▶ Image point grounding data
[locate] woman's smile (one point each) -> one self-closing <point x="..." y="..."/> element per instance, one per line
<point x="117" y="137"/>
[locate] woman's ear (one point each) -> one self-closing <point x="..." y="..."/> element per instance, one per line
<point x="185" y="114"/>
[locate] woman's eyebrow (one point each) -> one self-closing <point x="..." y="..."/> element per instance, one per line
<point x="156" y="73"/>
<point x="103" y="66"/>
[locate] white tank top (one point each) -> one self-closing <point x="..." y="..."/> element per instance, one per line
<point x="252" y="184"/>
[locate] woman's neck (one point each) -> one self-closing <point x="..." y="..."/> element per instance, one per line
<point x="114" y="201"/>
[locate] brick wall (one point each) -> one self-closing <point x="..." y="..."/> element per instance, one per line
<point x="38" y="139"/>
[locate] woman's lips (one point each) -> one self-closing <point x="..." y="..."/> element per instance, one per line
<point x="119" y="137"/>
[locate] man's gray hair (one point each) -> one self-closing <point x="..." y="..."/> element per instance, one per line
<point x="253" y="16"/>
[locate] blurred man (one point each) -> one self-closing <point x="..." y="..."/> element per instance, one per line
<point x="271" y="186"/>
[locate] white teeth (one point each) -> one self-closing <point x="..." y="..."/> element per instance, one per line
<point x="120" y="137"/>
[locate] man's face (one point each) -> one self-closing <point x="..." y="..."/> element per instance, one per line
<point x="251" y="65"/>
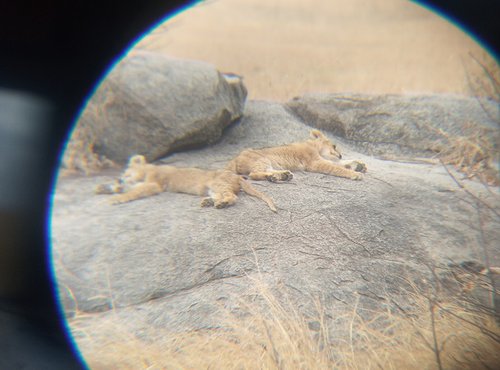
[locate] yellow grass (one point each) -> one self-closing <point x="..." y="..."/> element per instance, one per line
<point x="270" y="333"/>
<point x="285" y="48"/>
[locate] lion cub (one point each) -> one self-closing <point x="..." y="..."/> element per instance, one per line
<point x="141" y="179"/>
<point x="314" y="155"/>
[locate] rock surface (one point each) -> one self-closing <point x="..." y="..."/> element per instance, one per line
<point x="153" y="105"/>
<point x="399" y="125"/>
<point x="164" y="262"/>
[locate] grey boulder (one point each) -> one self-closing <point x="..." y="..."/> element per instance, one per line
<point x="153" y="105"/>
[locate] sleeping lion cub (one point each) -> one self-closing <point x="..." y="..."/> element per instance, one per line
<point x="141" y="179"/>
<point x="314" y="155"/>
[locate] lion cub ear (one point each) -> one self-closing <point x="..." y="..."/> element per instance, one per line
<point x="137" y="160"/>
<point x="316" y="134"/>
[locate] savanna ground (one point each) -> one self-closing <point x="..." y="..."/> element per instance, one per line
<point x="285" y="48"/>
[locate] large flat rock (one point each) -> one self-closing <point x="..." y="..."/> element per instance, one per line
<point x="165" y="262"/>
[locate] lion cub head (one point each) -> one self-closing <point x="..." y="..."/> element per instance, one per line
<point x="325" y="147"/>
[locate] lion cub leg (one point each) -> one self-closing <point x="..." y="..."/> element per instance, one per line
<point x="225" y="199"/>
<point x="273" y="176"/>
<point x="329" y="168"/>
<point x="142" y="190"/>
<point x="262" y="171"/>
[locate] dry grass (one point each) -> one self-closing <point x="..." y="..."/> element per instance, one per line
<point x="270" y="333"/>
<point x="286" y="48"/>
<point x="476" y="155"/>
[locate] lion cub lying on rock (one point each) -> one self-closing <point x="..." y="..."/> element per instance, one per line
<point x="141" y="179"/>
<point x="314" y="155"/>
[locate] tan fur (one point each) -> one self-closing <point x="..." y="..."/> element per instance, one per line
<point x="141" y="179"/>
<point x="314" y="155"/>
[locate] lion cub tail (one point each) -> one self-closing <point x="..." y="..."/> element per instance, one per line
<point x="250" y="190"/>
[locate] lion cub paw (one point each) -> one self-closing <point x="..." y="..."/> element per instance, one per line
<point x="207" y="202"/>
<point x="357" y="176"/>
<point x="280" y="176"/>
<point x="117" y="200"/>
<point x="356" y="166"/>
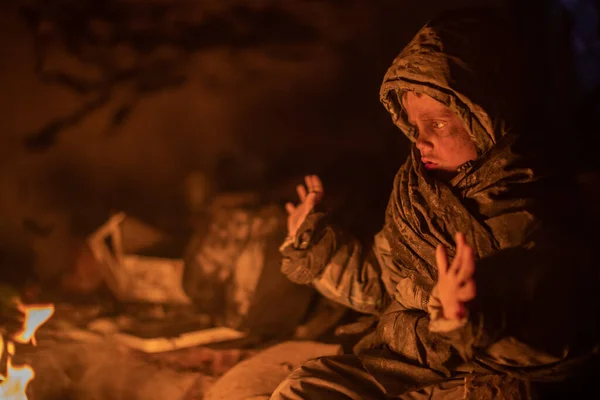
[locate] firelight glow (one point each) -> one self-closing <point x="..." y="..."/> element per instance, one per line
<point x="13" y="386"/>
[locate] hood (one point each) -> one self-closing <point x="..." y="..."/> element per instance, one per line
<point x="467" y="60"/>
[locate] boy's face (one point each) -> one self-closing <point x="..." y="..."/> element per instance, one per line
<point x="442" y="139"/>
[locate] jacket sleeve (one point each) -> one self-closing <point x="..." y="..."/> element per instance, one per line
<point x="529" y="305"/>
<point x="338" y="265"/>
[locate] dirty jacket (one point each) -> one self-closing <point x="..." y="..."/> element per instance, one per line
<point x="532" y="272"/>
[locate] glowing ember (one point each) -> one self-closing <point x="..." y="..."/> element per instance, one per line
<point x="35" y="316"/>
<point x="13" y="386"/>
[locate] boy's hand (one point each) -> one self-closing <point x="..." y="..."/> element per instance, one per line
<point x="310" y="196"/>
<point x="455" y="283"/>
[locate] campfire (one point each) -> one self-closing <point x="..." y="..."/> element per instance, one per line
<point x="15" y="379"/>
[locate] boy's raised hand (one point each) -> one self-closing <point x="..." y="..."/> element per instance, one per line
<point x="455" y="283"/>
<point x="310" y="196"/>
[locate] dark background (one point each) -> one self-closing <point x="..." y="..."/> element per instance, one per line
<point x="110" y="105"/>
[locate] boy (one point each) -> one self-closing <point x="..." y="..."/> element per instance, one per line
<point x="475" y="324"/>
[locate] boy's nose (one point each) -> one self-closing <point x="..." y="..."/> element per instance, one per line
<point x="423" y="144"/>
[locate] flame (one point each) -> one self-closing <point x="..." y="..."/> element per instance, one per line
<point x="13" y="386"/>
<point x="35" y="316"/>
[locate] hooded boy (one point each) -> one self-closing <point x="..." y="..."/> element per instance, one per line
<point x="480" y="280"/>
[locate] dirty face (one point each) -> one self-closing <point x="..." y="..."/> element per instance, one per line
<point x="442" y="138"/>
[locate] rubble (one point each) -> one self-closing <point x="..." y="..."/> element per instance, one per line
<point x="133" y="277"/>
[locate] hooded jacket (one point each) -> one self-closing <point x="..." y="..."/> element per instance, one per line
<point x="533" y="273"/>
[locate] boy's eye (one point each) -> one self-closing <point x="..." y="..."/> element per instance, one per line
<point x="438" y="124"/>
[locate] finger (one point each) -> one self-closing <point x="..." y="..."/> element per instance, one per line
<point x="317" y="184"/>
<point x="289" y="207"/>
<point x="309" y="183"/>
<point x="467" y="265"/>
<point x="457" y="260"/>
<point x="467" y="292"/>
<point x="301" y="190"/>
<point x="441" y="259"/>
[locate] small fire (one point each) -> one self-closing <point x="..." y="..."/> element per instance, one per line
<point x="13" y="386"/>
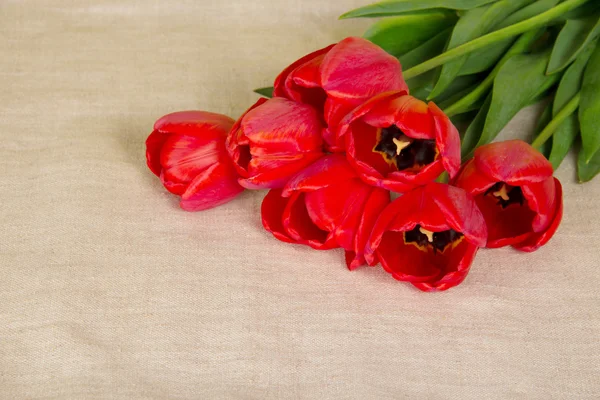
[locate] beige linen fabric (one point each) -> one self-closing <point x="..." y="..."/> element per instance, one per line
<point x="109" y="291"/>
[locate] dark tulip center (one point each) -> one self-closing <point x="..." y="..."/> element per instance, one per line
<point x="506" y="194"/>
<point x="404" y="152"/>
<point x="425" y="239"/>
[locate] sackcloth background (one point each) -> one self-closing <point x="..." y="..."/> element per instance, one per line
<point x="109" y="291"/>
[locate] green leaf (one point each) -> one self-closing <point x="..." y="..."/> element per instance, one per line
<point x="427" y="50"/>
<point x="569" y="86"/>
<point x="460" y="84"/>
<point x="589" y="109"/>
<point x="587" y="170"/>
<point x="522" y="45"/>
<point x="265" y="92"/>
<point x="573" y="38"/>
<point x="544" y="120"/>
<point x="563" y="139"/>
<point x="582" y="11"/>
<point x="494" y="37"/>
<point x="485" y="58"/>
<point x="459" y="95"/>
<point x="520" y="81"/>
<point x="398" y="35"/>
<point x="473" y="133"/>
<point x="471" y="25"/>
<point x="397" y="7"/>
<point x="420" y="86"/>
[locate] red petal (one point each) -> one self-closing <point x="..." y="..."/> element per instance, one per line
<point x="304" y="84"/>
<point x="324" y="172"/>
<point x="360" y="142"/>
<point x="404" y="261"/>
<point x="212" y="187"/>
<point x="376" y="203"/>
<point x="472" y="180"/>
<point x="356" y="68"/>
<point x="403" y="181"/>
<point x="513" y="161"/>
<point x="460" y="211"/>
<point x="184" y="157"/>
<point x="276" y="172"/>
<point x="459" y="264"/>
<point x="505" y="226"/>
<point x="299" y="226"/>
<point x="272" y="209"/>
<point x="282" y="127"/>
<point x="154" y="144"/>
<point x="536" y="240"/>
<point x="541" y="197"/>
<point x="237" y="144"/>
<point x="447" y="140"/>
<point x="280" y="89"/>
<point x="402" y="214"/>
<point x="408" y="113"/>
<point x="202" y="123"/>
---
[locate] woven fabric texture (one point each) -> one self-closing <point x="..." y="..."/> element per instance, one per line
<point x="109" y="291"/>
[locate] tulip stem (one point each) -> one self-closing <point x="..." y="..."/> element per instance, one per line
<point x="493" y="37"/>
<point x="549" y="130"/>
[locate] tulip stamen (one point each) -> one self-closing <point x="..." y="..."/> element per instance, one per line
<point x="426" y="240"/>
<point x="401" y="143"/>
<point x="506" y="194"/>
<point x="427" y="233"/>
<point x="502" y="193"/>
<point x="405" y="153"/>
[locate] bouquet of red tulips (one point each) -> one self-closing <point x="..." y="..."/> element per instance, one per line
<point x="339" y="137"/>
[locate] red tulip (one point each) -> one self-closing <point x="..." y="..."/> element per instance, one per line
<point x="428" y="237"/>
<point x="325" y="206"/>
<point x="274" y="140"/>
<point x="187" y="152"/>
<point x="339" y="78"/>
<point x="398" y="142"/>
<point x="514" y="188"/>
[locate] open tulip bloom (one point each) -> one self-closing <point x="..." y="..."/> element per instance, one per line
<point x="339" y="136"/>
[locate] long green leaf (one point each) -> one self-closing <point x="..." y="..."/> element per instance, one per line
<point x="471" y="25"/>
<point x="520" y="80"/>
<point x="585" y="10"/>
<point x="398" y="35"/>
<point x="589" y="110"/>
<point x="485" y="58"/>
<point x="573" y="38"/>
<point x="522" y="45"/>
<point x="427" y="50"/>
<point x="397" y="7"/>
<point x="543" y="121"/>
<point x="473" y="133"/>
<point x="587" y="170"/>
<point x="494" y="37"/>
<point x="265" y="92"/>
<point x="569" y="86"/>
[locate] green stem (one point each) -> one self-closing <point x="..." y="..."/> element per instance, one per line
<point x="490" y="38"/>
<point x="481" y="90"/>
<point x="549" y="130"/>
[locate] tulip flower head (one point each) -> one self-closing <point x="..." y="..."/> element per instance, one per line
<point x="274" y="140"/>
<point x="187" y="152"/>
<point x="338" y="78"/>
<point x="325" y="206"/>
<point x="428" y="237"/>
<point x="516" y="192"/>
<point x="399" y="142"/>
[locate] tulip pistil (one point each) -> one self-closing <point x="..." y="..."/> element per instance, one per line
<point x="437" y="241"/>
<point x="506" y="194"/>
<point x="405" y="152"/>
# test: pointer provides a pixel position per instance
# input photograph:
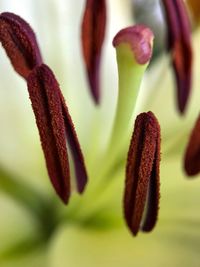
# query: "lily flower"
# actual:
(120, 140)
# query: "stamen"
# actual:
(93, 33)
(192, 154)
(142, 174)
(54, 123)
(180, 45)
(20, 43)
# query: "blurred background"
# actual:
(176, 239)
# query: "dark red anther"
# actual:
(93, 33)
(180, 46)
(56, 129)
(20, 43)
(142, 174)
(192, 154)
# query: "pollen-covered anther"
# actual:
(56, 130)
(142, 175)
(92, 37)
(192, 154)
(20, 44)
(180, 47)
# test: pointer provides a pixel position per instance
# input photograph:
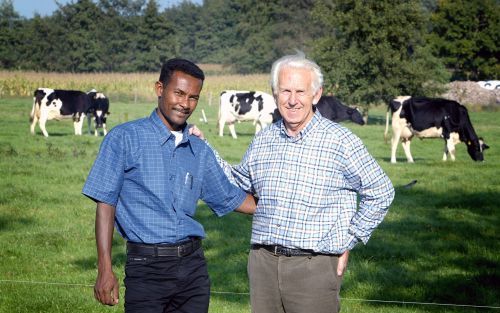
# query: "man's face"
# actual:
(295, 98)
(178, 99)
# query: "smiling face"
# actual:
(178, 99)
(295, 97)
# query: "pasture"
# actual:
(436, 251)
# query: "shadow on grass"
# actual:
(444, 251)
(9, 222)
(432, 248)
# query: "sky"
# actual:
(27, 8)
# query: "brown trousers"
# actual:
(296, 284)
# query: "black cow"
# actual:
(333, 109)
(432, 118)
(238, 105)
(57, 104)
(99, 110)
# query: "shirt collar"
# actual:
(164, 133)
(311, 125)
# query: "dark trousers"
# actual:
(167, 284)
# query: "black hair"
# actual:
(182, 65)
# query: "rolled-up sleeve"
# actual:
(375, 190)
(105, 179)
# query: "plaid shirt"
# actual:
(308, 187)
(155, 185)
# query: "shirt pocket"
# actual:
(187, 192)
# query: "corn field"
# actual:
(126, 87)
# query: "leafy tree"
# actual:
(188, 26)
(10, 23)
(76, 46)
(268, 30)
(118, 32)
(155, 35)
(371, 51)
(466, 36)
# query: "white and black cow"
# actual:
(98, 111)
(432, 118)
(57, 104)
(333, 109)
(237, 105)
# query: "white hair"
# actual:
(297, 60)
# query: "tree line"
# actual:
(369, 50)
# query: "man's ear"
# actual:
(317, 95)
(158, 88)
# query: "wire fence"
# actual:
---
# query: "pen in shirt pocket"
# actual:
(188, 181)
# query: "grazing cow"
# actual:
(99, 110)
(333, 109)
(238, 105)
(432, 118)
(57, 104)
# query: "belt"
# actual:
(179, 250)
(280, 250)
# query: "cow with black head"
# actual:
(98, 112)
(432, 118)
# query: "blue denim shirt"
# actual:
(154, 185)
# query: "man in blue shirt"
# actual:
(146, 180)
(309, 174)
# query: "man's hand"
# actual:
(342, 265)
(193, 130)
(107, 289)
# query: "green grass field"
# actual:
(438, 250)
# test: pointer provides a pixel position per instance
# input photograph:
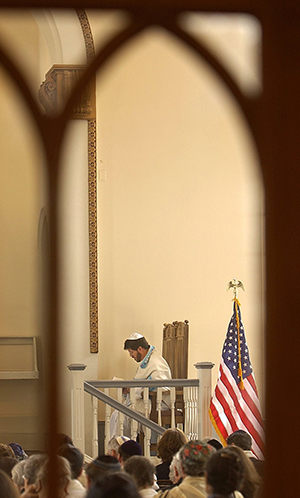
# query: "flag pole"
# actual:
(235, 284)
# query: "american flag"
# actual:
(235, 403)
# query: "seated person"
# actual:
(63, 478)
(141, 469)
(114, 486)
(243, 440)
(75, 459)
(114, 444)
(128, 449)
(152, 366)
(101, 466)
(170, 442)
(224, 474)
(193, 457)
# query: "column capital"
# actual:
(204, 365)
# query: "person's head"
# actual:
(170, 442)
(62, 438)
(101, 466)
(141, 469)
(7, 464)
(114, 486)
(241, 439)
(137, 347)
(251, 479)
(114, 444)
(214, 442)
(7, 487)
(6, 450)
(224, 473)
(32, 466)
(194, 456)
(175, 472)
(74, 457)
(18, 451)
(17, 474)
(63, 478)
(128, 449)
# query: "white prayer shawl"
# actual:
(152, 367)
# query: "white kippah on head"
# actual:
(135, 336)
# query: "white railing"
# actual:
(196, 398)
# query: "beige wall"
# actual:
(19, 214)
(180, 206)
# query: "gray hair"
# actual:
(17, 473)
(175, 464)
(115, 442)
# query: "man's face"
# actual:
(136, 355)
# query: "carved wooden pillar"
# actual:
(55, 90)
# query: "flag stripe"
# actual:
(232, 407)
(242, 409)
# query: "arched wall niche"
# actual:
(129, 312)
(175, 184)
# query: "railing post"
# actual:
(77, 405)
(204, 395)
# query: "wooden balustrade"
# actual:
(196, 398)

▶ Required work
Filter the entries above down to the lines that contain the word "field".

▶ Solution below
# query: "corn field"
# query: "green grass field"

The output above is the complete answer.